Work to do:
Copy out the data from the line containing "# test: identify one keypoint per instance of the golden spire" through the end, request lines included, with every coordinate in the answers offset by 112.

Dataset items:

○ ○ ○ ○ ○

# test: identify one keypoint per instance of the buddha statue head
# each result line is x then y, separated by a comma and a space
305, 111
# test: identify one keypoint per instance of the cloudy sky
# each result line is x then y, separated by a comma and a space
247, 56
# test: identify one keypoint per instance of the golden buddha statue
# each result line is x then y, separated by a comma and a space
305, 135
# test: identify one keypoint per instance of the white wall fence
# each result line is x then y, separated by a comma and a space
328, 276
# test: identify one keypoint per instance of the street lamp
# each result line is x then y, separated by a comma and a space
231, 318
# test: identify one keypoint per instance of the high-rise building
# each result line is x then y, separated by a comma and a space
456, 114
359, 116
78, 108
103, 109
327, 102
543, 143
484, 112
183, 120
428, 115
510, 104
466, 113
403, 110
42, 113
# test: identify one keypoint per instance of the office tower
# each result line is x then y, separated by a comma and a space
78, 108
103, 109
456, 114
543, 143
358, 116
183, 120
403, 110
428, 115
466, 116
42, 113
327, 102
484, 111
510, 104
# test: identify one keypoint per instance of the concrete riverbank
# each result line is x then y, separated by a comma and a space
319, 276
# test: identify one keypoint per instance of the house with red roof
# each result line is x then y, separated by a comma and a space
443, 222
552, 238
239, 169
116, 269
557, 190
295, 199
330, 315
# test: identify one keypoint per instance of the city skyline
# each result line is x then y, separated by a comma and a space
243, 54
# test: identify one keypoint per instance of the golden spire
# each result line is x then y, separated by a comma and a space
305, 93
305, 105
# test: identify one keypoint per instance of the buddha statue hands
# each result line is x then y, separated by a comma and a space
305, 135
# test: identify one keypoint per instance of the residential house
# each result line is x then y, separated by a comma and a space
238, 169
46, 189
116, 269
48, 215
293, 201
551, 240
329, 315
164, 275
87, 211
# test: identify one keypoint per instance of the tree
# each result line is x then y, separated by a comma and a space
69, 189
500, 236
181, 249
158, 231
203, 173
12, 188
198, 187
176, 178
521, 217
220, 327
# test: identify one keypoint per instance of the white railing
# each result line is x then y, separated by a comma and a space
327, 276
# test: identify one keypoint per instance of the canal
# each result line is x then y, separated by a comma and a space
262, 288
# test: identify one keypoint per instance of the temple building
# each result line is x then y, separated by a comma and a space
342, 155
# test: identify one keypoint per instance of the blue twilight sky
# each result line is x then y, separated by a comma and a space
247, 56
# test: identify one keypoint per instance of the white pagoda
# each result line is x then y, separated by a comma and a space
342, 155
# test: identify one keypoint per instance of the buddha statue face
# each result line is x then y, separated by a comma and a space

○ ○ ○ ○ ○

Output of the exercise:
# test: identify one keypoint per instance of the golden spire
# each result line is x then y, separated by a comma and a space
417, 205
417, 217
# test: identify one keypoint per instance of the buddha statue hands
# each result line is x then y, separated by a comma and a space
417, 247
# test: identify one keypoint per instance of the residential house
# each result line is x then y, separated by a comma and a space
350, 281
158, 301
228, 381
160, 327
405, 313
663, 352
441, 427
276, 387
199, 323
# test: identify one keypoint per instance of the tree
# each result line is x then y, separated by a comma and a space
181, 301
612, 348
293, 361
270, 343
315, 285
124, 300
310, 299
288, 290
633, 329
332, 439
# test: identify one keypoint per instance of the white railing
# each result line is x then y, separated by a comma and a space
439, 388
# test: identify one keypoint per instance of the canal
# each result line is x then y, separated by a comma and a space
374, 400
# test: identify one keypoint per instance of the temple building
# each result line is x then y, separated by a comma and a space
454, 267
# test: identify one keypoint per instance of the blue twilight sky
# each result line is x then y, separated by a comma and a space
359, 168
# test: identify one keypoint per instance of the white pagoda
# each result line is x then y, separated by a comma and a space
454, 267
# test: identify one keypoint per instance of the buddha statue face
# each result line is x then y, separated by a comma and a space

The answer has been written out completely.